■ Source data:
■ ■ ■

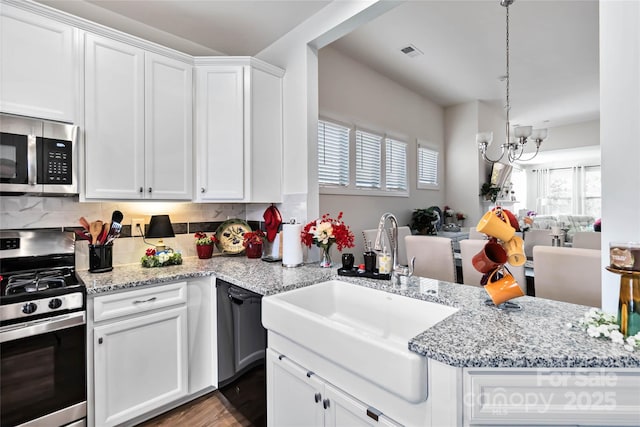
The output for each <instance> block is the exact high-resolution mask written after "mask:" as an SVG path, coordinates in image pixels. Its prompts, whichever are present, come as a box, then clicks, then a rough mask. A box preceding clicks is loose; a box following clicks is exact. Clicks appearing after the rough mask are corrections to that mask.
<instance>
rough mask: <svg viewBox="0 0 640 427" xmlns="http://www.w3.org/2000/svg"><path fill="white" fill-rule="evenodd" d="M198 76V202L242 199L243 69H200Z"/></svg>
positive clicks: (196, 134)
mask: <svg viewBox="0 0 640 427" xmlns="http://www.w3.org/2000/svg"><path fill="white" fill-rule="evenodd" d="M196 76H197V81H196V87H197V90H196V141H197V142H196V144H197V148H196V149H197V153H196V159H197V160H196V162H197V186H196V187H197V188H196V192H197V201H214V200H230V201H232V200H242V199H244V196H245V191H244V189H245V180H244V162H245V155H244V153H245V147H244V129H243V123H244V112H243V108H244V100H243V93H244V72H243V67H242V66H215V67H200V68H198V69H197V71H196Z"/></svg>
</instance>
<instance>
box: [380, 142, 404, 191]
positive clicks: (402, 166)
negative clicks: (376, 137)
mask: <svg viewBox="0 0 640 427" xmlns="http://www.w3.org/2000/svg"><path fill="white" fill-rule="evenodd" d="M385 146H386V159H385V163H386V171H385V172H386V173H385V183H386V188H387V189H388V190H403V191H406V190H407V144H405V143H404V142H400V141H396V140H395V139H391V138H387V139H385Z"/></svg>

■ ■ ■

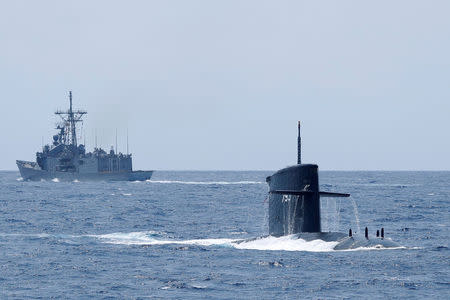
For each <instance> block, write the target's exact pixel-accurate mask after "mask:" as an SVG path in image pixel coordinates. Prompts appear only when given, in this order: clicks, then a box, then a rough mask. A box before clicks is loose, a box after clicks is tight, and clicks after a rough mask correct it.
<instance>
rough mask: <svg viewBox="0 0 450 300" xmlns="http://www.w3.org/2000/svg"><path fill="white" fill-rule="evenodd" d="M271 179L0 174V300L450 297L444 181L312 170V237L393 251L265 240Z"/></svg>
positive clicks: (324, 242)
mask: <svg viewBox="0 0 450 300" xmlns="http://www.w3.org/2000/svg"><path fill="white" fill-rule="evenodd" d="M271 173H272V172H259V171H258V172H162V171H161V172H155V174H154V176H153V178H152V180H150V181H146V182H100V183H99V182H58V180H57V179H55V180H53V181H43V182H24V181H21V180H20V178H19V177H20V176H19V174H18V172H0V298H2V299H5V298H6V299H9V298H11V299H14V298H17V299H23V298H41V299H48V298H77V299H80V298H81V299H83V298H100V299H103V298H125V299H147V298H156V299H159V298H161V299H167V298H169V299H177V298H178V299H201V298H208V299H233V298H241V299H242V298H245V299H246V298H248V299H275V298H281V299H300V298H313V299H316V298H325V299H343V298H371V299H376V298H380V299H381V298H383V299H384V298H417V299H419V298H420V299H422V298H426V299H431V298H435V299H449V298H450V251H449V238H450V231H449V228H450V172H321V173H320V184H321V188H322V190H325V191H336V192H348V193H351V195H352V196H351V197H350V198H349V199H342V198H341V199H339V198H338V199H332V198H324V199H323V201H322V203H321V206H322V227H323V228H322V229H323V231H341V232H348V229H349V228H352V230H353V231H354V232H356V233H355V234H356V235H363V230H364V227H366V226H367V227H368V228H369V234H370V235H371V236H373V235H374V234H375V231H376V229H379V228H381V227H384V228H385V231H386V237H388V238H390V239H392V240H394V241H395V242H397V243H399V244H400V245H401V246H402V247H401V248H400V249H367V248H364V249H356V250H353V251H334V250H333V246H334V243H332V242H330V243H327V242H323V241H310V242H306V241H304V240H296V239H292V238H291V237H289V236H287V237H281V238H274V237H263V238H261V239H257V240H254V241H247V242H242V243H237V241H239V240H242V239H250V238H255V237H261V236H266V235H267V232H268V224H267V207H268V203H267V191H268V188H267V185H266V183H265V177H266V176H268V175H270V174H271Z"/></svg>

■ ■ ■

■ Work required: Find every line in the records that contains the word "exact", and copy each of those lines out. Case counts.

■ Result of the task:
The output for each <instance> block is the exact high-resolution mask written after "mask:" as an SVG path, coordinates in image pixels. Its prompts, whichever are present, come as a box, then clicks, then a rough mask. A box preceding clicks is loose; a box following clicks is exact. Clicks appearing after the rough mask are corrections to that mask.
For each <instance> block, write the target's exact pixel-accurate mask after "mask:" as an SVG path in image pixel coordinates. Prompts appear only when given, in this order: clicks, then a box, then a rough mask. A box before clicks is loose, a box after clicks is tight, and clicks after a rough mask correct it.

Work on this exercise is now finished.